== Reading text

Attack Success: Calculate damage. Weapon damage + level, or; force damage + level. PCs fighting together increase damage via goodwill / favors (?). Critical hits add 2d6 to damage. Counterattack damage is not taken when attacking. If damage done by the players exceeds the monsters LIFE, victory is achieved without taking damage. If not, the players still achieve victory, but take counterattack damage and expend 2 ST.

Attack Failure: Take counterattack damage and expend 2 ST. If a player succeeded in his attack, victory is achieved. If no player succeeds, the battle is failed.

Fighting the Demon King: Calculate the damage from successful PC attacks. Subtract this from the LIFE of the "Demon King." If this is below zero, victory is achieved. Otherwise, the battle continues. Each PC receives counterattack damage and loses one ST. They may then choose whether to attack or escape.

Victory: Collect experience, receive drops.
Failure: Collect experience, expend 2 ST.

Decision to Escape: Select one party member to escape. Other party members assist. Choose a level to escape with. The target is is the monster's DEF.

Escape Success: If the monster's counterattack damage has the "long distance" property, each PC receives counterattack damage. Half experience is awarded.

Escape Failure: Players lose 4 ST and receive counterattack damage. Half experience is awarded.

Download section of the official site:
katamichitrpg.tumblr.com/download

The rest is just sheets.

Where?

Continuing the game - lunch event; select night action; continue; continues until "demon king defeated", "annihilation", or "the ends of the earth."

2d6 system, something about # of days + 7, specials on 12, fumbles on 2. PCs may assist each other, leading through boosts via aforementioned "favors" system. Bonus of 1 may be applied for RP.

Night system - recon, friendly encounter, search, advance.

Question competion awards EXP. Quests can replace lunch or night events. Quests, treasure boxes, rules for appearance and disappearance of the demon king (I suppose at this point it's just "boss," I'm not familiar with Japanese gaming terminology) based on days.

The third page is mostly a stats reference sheet. Some of the values are static and a ton of them say "refer to monster sheet" or "refer to event sheet," so presumably these are the individual traits and special rules that mean you're not slashing through numbered boxes and visiting identical towns.

====
== Material

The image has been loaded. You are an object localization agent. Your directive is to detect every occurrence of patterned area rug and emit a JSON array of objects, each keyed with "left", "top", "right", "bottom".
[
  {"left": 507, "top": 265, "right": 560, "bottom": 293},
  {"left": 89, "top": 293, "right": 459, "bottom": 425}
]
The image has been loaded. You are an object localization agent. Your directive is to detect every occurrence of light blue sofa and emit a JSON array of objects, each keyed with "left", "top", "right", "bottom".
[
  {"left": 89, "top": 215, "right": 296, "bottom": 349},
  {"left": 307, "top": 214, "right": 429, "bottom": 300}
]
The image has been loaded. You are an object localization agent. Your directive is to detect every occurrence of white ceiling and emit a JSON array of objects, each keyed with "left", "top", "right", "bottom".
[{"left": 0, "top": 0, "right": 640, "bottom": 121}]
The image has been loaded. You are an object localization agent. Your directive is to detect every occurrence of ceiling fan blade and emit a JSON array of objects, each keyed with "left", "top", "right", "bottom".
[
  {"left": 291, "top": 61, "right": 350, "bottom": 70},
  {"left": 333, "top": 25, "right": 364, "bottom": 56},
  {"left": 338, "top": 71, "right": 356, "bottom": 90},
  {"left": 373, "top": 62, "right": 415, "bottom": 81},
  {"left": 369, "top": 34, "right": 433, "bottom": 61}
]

====

• _Exercise instructions_
1. From the game rules text that comes before the records, reproduce verbatim the passage from "Victory: Collect experience, receive" to "receives counterattack damage. Half experience is awarded.".
2. Answer these questions using the game rules text that comes before the records:
(a) How much do critical hits add to damage?
(b) What is the target number when a party decides to escape?
(c) How much ST do players lose when an escape fails?
3. For each statement, say whether the game rules text before the records supports it, and quote the words that decide it:
(a) A successful escape awards full experience.
(b) Specials happen on a roll of 12.
(c) Quests can take the place of lunch or night events.

• _Full solutions_
1.
Victory: Collect experience, receive drops.
Failure: Collect experience, expend 2 ST.

Decision to Escape: Select one party member to escape. Other party members assist. Choose a level to escape with. The target is is the monster's DEF.

Escape Success: If the monster's counterattack damage has the "long distance" property, each PC receives counterattack damage. Half experience is awarded.

2.
(a) 2d6
(b) The monster's DEF
(c) 4 ST

3.
(a) No: "Half experience is awarded."
(b) Yes: "specials on 12, fumbles on 2."
(c) Yes: "Quests can replace lunch or night events."